● Problem statement:
Those lines of the following listing which contain the string "black" should be returned.
▬▬▬▬▬▬
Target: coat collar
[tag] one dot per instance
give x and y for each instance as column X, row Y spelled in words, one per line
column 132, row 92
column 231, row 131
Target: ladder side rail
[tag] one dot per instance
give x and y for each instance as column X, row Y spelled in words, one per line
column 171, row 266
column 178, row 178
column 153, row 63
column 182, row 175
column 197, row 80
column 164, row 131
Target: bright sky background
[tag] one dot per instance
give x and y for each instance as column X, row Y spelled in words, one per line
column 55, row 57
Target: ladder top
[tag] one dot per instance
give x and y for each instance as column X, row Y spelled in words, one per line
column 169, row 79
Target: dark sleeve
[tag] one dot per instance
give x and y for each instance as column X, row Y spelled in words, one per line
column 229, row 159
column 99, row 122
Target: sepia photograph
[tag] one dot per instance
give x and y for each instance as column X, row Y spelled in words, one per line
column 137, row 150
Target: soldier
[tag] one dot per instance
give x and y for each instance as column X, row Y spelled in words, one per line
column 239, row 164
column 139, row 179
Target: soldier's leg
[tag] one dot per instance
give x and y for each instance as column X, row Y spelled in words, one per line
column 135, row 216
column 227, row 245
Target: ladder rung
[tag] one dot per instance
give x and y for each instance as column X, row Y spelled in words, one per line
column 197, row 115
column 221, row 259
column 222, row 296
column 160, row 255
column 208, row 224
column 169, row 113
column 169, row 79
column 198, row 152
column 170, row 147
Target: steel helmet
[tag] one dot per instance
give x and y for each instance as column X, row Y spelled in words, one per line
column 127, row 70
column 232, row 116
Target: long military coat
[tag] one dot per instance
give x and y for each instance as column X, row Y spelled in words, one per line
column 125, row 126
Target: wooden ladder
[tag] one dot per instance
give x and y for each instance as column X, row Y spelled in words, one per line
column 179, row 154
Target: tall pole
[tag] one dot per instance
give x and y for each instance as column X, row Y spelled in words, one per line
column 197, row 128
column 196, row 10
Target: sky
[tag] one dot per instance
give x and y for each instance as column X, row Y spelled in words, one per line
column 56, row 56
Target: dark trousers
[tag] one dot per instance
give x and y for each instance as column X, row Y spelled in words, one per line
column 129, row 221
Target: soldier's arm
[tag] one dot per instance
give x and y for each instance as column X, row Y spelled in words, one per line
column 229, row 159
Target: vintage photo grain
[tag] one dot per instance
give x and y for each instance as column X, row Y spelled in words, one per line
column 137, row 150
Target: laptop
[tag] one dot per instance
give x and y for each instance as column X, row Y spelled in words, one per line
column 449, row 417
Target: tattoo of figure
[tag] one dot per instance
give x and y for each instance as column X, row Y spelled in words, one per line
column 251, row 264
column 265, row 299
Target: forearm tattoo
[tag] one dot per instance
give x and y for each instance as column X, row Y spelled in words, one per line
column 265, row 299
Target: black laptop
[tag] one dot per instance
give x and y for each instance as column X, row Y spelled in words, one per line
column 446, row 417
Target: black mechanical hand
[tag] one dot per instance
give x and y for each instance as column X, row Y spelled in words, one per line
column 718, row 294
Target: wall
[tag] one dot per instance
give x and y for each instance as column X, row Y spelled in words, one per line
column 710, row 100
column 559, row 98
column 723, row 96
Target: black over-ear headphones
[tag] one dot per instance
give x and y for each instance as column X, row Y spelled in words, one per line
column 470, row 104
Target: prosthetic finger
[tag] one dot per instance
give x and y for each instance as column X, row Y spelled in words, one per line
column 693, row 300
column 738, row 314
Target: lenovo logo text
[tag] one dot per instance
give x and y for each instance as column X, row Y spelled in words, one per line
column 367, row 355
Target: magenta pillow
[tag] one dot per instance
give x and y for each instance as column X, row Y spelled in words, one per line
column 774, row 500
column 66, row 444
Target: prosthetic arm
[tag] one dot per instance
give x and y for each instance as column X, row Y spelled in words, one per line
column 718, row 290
▬▬▬▬▬▬
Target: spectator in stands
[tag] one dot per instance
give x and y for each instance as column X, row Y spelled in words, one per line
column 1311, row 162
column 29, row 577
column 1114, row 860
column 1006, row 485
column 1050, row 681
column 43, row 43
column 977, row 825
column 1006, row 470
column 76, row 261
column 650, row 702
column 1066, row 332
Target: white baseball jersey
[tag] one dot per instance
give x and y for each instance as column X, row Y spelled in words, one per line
▬▬▬▬▬▬
● Exercise answer:
Target: black laptop
Target: black mechanical hand
Target: black over-ear headphones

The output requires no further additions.